▶ Source data

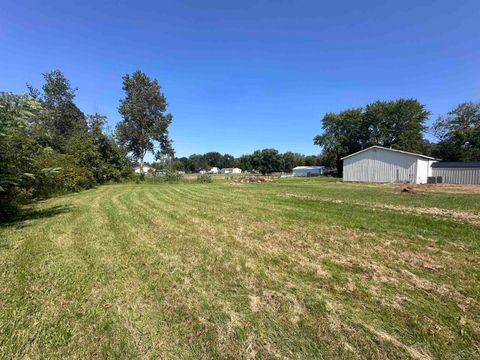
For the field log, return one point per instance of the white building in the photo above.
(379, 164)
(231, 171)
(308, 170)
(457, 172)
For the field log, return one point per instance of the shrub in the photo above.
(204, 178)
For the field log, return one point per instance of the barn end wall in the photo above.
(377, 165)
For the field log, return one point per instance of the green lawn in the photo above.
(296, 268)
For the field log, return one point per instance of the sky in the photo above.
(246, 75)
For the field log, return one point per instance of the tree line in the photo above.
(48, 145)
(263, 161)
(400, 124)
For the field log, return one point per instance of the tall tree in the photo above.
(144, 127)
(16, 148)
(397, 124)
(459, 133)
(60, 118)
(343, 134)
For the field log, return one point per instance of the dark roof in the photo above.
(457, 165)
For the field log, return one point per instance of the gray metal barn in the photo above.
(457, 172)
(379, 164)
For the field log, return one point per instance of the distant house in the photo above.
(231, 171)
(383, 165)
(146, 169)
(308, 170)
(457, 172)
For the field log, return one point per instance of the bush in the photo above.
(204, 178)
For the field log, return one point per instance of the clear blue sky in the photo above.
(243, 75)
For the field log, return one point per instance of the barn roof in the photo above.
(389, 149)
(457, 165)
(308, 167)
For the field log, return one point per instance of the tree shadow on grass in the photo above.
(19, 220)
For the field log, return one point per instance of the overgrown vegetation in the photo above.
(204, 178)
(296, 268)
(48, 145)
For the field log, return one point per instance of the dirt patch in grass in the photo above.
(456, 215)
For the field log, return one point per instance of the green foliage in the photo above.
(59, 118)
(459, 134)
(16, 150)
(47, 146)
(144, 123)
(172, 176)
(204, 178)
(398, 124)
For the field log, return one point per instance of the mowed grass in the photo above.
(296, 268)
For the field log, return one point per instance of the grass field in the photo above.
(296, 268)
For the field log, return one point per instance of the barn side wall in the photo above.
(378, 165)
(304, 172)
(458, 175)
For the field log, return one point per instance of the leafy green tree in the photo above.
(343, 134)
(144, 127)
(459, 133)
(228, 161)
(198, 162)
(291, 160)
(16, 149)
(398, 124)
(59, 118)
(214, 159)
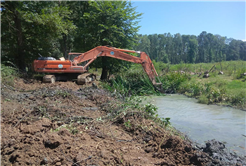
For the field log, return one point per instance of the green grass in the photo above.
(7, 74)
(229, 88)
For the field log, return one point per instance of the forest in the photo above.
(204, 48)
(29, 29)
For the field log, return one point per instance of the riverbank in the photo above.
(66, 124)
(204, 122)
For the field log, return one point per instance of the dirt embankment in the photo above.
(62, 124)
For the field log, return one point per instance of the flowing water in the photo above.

▶ Aim
Omit the pictures and retype exactly the lines from the one with "foliage in the photo above." through the final line, both ends included.

▶ Answer
For the field log, return one point per instance of the green foliage in the photo above.
(59, 118)
(459, 134)
(16, 150)
(47, 146)
(144, 123)
(172, 176)
(204, 178)
(398, 124)
For the field log, return one point per instance of the mowed grass in the photo above.
(296, 268)
For the field log, return one point per instance of the grass field in the photo above.
(296, 268)
For the field log, return one point per instance of the barn side wall in the photo above.
(378, 165)
(304, 172)
(458, 175)
For the field log, return one point per instance of the leafy green tree in the photo above.
(343, 134)
(144, 127)
(459, 133)
(228, 161)
(198, 162)
(291, 160)
(16, 149)
(398, 124)
(59, 118)
(214, 159)
For the field log, return one point per instance of the green grass in the photo above.
(7, 74)
(229, 88)
For the field log, return one point per instance of the forest in the photo above.
(204, 48)
(29, 29)
For the field log, return one point per instance of the riverbank in the photo above.
(66, 124)
(204, 122)
For the field log, return one point per instance of the dirt embankment in the photo above.
(62, 124)
For the field log, return one point per instance of the flowing water in the photo above.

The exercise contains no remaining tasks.